**Entries of extracted data**
——————
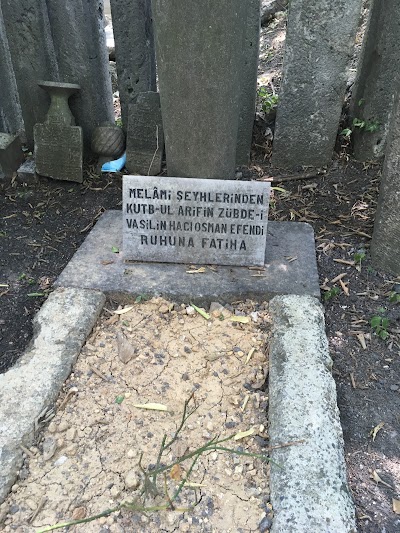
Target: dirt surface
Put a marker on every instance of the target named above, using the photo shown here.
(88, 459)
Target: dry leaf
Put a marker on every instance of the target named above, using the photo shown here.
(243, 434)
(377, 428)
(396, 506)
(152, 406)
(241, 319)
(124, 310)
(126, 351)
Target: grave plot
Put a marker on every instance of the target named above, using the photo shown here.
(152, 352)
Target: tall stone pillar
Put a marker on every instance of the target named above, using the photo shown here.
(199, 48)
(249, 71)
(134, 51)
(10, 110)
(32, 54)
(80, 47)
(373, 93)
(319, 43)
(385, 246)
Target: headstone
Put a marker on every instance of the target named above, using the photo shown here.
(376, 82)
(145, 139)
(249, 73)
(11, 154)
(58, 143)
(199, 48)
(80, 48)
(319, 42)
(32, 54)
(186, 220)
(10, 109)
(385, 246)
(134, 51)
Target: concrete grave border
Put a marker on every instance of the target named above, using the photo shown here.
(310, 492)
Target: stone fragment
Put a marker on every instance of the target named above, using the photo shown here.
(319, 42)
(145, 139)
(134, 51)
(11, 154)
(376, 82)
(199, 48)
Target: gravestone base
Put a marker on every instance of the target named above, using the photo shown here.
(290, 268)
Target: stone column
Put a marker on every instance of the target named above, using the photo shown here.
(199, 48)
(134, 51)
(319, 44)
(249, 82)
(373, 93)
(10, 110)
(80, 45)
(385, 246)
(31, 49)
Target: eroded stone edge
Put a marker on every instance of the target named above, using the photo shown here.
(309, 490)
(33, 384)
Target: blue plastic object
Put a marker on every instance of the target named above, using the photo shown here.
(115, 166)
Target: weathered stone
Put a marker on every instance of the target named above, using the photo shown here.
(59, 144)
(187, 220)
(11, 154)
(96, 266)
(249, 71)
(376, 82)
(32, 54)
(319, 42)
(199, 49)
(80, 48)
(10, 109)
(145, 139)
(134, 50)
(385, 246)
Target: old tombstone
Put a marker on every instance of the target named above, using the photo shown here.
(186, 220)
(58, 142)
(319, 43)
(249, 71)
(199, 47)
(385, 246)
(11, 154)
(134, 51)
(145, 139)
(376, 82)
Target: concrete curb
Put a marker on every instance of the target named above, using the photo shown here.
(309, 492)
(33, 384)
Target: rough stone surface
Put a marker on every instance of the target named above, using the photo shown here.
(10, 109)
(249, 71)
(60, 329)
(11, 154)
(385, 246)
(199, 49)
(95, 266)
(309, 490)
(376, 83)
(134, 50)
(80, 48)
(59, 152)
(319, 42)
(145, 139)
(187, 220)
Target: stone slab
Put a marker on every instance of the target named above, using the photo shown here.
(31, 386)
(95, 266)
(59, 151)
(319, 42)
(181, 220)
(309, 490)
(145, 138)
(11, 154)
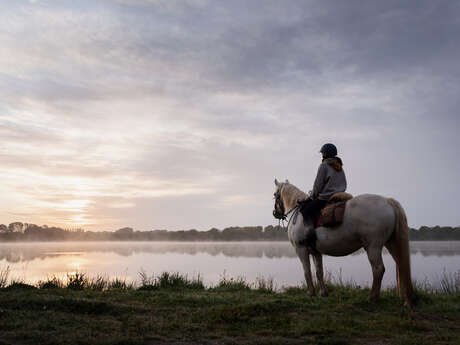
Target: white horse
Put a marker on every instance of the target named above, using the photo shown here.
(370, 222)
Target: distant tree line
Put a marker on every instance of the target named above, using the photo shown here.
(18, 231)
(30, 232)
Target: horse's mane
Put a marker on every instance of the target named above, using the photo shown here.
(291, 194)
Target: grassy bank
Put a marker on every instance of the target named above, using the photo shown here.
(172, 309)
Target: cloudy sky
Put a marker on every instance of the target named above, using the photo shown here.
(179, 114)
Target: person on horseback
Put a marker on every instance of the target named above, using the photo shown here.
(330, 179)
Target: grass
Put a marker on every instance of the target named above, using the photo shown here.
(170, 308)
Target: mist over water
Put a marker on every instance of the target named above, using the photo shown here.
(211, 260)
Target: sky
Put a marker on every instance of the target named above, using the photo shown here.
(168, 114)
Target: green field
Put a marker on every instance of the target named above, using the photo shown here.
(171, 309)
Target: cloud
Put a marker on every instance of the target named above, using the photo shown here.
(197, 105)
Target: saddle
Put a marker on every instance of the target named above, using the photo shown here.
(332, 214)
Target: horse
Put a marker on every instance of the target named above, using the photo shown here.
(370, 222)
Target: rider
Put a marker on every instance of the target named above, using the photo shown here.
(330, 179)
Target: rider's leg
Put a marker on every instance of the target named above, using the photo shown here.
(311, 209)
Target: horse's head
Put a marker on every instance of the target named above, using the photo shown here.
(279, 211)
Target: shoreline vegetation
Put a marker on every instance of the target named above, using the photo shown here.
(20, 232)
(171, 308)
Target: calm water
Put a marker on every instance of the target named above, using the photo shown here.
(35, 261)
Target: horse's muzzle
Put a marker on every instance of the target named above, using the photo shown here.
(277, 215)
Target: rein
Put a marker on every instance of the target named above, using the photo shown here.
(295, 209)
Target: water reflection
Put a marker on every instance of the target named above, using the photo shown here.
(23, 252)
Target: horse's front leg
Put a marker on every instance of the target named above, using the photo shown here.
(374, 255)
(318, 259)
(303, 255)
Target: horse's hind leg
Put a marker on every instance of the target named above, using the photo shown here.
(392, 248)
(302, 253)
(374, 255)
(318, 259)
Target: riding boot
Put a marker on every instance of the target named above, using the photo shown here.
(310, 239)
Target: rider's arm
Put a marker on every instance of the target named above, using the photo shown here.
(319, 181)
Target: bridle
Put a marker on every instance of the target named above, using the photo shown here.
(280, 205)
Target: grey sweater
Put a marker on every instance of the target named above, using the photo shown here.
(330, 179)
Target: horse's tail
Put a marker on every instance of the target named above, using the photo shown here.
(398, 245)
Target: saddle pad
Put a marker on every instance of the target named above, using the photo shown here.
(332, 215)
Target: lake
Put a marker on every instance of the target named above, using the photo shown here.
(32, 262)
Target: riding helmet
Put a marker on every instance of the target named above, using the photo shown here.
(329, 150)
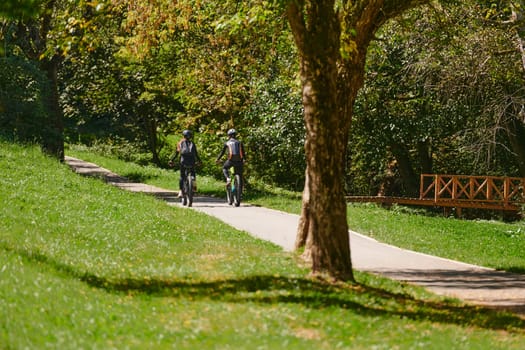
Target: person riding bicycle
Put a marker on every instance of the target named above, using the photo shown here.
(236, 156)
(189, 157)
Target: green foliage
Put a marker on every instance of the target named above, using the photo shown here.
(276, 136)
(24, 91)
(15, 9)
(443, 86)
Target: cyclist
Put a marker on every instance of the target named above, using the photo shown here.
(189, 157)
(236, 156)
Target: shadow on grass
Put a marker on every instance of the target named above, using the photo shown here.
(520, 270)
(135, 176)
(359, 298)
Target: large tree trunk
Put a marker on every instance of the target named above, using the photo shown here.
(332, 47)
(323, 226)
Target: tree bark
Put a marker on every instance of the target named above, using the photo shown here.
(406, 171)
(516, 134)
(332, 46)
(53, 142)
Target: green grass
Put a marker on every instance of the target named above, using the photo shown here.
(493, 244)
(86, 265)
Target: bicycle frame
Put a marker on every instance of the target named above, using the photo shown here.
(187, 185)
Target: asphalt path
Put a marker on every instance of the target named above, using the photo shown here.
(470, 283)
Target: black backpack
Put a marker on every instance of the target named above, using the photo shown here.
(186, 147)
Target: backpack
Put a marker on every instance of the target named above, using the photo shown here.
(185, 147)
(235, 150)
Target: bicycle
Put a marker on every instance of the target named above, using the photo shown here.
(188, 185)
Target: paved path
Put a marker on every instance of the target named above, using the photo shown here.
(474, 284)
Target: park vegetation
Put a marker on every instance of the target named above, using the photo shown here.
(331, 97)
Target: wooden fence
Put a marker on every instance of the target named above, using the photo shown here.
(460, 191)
——————
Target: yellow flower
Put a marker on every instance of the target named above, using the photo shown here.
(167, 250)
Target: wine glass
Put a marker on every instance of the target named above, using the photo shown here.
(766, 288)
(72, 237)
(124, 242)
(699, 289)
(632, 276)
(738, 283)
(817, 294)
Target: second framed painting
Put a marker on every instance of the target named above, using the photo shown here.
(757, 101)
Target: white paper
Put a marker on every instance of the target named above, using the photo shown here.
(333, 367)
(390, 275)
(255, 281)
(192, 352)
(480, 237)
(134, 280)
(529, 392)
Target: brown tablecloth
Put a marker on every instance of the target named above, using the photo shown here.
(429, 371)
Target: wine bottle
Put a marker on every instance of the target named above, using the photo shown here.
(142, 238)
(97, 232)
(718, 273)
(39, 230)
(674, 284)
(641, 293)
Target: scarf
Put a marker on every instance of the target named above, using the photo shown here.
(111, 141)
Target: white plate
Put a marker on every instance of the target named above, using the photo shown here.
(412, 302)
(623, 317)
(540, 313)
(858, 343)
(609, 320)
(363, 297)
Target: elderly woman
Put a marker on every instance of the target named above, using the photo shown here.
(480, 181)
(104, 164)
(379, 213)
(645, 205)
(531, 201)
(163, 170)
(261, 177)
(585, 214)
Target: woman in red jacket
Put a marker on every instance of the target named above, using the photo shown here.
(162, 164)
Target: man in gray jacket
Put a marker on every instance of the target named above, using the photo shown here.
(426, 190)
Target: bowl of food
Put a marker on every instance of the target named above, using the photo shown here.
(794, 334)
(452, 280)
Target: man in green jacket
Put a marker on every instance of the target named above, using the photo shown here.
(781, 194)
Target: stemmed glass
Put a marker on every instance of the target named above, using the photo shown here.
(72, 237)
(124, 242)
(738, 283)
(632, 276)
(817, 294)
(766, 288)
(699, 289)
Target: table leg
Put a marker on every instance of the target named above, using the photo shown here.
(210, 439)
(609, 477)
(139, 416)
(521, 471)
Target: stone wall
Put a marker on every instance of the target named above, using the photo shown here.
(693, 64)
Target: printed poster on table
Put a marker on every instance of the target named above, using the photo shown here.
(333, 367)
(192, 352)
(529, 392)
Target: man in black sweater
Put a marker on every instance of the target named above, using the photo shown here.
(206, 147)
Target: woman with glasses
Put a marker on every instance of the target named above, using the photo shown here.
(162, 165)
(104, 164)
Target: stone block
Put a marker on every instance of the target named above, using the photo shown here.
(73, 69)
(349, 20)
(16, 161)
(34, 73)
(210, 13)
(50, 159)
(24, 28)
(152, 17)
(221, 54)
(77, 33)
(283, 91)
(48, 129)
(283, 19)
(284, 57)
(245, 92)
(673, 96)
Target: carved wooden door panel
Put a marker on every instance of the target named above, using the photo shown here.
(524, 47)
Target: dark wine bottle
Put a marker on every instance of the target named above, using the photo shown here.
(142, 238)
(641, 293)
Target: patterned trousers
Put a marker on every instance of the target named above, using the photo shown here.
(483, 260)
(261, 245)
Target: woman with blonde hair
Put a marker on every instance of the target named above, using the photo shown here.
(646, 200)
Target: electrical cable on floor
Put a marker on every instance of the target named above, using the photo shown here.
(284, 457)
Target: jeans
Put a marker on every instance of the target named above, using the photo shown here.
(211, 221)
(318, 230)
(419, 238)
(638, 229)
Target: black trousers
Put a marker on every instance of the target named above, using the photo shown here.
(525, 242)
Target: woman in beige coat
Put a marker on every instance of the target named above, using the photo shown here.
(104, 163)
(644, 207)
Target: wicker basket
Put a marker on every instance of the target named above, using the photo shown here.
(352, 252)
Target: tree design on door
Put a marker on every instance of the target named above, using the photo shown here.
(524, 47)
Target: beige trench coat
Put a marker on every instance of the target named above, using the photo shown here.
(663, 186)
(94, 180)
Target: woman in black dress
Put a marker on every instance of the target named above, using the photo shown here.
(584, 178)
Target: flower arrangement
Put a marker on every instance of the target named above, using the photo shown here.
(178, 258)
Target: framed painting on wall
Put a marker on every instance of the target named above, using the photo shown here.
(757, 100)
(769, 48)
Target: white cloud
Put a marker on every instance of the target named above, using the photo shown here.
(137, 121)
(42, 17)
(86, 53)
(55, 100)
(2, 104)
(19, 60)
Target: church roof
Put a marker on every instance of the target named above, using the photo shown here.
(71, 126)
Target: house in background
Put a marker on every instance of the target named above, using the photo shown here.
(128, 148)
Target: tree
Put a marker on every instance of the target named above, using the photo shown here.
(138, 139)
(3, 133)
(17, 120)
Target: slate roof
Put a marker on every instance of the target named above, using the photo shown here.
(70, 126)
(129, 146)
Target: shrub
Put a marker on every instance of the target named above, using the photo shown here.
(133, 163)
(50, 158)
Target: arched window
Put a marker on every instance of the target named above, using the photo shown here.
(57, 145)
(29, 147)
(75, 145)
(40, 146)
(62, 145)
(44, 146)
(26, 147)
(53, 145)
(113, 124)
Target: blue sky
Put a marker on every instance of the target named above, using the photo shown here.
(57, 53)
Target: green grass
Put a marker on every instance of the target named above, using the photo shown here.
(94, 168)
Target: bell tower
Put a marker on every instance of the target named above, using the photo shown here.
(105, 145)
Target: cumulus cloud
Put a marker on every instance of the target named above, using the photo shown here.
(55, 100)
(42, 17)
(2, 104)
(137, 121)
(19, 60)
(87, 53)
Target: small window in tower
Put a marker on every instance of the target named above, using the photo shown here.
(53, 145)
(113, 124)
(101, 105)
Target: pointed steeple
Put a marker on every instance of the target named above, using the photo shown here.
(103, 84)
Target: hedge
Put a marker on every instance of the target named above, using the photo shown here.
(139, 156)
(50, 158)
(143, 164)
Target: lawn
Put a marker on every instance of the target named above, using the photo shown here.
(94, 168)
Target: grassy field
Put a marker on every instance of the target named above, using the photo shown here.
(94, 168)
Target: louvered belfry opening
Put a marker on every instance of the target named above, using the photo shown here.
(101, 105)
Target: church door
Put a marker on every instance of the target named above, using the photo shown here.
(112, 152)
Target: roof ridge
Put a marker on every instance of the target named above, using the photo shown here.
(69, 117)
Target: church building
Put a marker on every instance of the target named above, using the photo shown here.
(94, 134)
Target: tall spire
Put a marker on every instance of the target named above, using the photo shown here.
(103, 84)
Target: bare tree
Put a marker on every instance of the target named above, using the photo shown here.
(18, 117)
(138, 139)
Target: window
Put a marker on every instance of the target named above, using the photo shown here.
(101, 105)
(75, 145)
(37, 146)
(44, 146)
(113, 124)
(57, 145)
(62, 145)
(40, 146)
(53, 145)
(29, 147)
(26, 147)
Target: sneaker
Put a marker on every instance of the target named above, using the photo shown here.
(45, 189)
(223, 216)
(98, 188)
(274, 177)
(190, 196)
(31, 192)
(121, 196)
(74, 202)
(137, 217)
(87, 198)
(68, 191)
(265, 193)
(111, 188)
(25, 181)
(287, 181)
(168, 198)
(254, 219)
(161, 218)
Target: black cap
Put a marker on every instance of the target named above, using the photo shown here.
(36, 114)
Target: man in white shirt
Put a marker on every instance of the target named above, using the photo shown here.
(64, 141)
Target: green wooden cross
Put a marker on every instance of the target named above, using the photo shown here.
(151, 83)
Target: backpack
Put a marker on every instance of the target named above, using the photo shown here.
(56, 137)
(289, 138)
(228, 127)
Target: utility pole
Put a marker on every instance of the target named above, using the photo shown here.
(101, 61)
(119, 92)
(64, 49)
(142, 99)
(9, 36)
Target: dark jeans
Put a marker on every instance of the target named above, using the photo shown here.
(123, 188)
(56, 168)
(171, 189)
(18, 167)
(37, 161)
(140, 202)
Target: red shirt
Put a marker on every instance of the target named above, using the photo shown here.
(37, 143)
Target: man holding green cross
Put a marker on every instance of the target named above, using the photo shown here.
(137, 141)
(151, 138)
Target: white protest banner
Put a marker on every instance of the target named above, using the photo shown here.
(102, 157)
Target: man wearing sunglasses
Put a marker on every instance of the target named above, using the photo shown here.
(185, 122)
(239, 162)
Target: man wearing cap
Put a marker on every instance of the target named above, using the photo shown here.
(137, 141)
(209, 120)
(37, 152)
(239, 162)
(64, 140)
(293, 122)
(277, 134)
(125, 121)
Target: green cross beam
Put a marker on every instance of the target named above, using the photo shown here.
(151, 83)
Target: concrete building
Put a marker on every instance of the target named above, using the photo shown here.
——————
Find each line above that contains the string "field", and copy all of those lines.

Target: green field
Target: grassy field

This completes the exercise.